What this task involves >> Below are the entries to retype; reproduce each one exactly.

═════ Study material ═════

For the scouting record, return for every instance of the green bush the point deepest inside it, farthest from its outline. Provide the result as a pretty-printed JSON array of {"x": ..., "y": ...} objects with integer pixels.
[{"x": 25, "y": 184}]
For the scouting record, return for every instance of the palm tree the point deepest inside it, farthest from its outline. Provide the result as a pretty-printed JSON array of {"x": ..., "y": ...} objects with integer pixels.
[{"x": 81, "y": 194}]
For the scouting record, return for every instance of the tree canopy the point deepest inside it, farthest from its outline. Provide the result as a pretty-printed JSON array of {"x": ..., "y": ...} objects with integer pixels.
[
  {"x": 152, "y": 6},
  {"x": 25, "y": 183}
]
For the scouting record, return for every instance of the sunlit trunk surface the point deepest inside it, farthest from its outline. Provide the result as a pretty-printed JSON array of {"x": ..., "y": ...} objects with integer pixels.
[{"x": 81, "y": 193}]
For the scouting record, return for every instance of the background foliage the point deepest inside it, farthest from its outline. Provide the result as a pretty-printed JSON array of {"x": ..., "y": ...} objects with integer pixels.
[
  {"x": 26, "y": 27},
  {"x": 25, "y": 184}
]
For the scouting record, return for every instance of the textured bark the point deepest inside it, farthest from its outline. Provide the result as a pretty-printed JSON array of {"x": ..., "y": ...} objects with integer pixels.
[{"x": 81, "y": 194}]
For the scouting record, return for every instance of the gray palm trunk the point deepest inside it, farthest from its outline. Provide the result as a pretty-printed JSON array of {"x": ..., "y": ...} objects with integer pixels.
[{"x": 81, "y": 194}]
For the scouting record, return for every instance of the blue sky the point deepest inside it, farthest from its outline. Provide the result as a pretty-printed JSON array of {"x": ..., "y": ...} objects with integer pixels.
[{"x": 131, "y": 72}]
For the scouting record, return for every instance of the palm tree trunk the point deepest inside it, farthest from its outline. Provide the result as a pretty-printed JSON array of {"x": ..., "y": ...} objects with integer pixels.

═════

Response >>
For the scouting record, return for every instance of the green bush the point deepest inside it, farthest from its outline. Provide the result as a pretty-printed JSON array of {"x": ..., "y": ...} objects with integer pixels.
[{"x": 25, "y": 184}]
For the scouting record, return for every instance of the palm tree the point deepest inside it, farthest from its outline. Provide the result as a pretty-printed JSON array of {"x": ..., "y": ...} objects with integer pixels.
[{"x": 81, "y": 194}]
For the scouting record, return for every instance of the tree canopy the point deepest inside it, farthest from its outline. Provide the result as a pretty-printed JSON array of {"x": ..., "y": ...} objects with integer pixels.
[
  {"x": 152, "y": 6},
  {"x": 25, "y": 183}
]
For the scouting record, return for every instance of the sunlit trunk surface the point deepest inside it, farthest from its outline. Provide the result as a pretty-printed JSON array of {"x": ..., "y": ...} objects with integer pixels.
[{"x": 81, "y": 193}]
For the scouting record, return for every instance of the background foliage the point deepest inside it, farthest from its outline. Provide the result as a pretty-printed JSON array of {"x": ..., "y": ...} objects with integer pixels.
[
  {"x": 26, "y": 27},
  {"x": 25, "y": 184}
]
For the scouting record, return for every instance of the textured bark the point deepest inside it, farthest from its outline. Provide the result as a pretty-printed JSON array of {"x": ..., "y": ...} objects with integer pixels.
[{"x": 81, "y": 194}]
For the scouting record, return for every instance of the gray palm trunk the point deepest inside it, farthest from its outline. Provide the result as a pretty-printed JSON array of {"x": ..., "y": ...} objects with integer pixels.
[{"x": 81, "y": 194}]
For the scouting record, return for every instance of the blue sky the point deepest inside it, farthest from its outline. Provide the result as a pretty-printed JSON array of {"x": ..., "y": ...} objects with integer pixels.
[{"x": 131, "y": 72}]
For the scouting record, return for every instance of the palm tree trunk the point deepest inside it, farthest from its outline. Provide the result as a pretty-printed JSON array of {"x": ..., "y": ...} objects with integer pixels.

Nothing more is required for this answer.